### Texto extraído
# # # # # # #

O herege contemporâneo não contesta credo religioso, mas ao feitio da Idade Média, pode sumariamente ser julgado, condenado e arrebanhado para queimar seus pecados a céu aberto, do que pretendo me proteger.

Quando o showroom do futurismo foi apresentado pelas instituições bancárias, embora fadigado das esperas em suas filas, incomodei-me com o destino incerto dos funcionários e mais ainda com a súbita certeza de que me tornara cliente e bancário sem remuneração, predestinado ao crédito protocolado pelo computador, oferecido em boas condições quando não preciso e ultrajantes quando necessito. 

Talvez o exemplo do parágrafo anterior e minhas atribulações com atendimentos eletrônicos de variados setores tenham criado a aversão futurista que procuro me desnudar parcialmente neste texto, mas não sem expor interrogações.

A flexibilização de horários e a possibilidade do home office são recursos os quais empregadores e empregados entendem como benefícios mútuos que estreitam as chances de relação de trabalho, um festejado resultado pandêmico. Então, telas de aparelhos e uma conexão podem determinar final da linha para salas de reuniões, consultórios médicos, escritórios de advogados e inúmeros outros locais de interações humanas. 

Relembro que o transporte ferroviário foi propositadamente aniquilado nas últimas seis décadas para privilegiar e fazer da indústria automobilística um dos mais importantes pilares da economia mundial. Insano, poluente, porém, sempre com justificativas aceitas por todos. E agora, a economia orbitante dos modelos presenciais pré-pandêmicos migrará para lugar nenhum do cada vez mais restrito universo de trabalho.

No intramuros da saúde a assistência médica em muitos seguimentos e segmentos podem ser eminentemente informatizados e internáuticos. A aferição periódica de níveis pressóricos, assim como exames de rotina relacionados a hipertensão arterial, são exemplos do que pode ter seus números depositados em plataformas e poupar o paciente de grandes deslocamentos para ratificar ou retificar alguma conduta.

# # # # # # #

### Entradas fornecidas

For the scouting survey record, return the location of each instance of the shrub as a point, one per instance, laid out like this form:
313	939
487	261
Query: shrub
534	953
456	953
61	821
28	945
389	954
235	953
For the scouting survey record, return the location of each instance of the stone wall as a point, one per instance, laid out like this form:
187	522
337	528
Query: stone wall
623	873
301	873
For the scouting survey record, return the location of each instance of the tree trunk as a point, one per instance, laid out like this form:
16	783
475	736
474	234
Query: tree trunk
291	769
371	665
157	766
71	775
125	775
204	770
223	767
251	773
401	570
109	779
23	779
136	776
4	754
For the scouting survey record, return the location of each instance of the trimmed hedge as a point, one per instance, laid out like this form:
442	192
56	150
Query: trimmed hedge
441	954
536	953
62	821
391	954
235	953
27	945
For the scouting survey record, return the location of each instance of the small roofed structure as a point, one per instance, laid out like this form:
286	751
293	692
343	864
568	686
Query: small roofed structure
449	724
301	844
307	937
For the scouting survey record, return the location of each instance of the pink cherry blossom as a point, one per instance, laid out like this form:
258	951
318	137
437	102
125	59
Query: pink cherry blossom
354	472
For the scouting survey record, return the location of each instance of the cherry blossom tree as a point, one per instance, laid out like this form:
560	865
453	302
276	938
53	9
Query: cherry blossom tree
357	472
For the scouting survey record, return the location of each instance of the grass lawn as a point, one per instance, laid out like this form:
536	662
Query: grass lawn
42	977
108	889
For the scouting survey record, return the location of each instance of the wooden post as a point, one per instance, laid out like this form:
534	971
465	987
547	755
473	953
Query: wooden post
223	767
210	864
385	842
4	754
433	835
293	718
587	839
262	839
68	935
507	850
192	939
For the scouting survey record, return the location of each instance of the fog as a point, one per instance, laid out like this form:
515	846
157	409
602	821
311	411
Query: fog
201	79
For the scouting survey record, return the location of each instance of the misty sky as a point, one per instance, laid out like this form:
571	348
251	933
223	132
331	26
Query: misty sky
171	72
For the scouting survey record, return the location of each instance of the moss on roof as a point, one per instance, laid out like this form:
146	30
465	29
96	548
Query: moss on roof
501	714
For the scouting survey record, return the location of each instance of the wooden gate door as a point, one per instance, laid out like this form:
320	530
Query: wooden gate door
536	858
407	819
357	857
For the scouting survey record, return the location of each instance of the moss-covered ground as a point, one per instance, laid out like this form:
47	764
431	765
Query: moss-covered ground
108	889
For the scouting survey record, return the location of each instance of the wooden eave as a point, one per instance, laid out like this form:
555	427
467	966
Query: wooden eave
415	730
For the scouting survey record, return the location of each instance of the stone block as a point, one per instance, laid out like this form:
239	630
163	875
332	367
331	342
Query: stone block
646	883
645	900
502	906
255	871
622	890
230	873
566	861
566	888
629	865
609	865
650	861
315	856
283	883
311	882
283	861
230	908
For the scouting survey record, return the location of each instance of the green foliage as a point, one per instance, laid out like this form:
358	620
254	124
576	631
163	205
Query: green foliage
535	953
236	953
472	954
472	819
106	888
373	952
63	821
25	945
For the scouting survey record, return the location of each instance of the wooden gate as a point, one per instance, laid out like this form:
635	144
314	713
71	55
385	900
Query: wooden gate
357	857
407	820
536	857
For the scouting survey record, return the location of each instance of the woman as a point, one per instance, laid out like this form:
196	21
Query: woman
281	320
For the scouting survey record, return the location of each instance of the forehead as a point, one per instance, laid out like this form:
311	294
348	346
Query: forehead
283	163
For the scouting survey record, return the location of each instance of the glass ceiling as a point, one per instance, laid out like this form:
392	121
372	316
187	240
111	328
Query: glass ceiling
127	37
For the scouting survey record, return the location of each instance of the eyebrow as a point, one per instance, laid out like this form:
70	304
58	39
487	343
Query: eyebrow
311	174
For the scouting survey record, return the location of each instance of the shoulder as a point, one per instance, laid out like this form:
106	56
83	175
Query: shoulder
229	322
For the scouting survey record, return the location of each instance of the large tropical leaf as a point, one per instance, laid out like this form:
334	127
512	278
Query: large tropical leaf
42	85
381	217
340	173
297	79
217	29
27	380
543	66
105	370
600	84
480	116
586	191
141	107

# # # # # # #

### O que fazer
1. Extraia do texto sobre tecnologia e trabalho o trecho que começa em "Talvez o exemplo" e vai até "sem expor interrogações.", sem mudar nada.
2. Continue o texto sobre tecnologia e trabalho a partir do ponto em que ele para.
As entradas são um material à parte do texto sobre tecnologia e trabalho.

### Resultados do exercício
1.
Talvez o exemplo do parágrafo anterior e minhas atribulações com atendimentos eletrônicos de variados setores tenham criado a aversão futurista que procuro me desnudar parcialmente neste texto, mas não sem expor interrogações.

2.
Especialmente na saúde pública pode haver enorme otimização no acompanhamento de moléstias crônicas, algumas trocas terapêuticas podem ser revisadas em seus números através do envio dos novos dados após as mudanças, e por que não, a interação visual médico-paciente. 

Em outro plano, mas com as mesmas rédeas, a atenção primária pode finalmente se tornar no que lhe é proposto, a base resolutiva do atendimento de nossa população SUS dependente, com o doutrinamento de seus executores na alimentação de dados que seriam endereçados à atenção especializada, quando necessário. Especialistas poderiam orientar a condução parcial ou integral do caso em questão, solicitando o encaminhamento para consulta presencial quando necessário.

Se considero ganhos para o deficitário financiamento da saúde pública, eu deveria compreender as conquistas de outras searas. Contudo, me aflige a soberba do progressivo moto-contínuo de destinos únicos, a mão de obra humana e as relações interpessoais substituídas pela praticidade em um universo laboral cada vez mais estreito. Barateamos custos eliminando empregos e transferindo pessoas para a insignificância, para além da margem social, sem que lhes tenhamos proporcionado alternativas que não sejam entretenimentos nas telas de seus celulares. 

Mas, conforta-me que minhas conflitantes resenhas tenham sido resumidas em uma só frase pelo poeta e escritor americano Mark Strand: “O futuro está sempre começando agora!” – e precisamos “inicializar” bem melhor.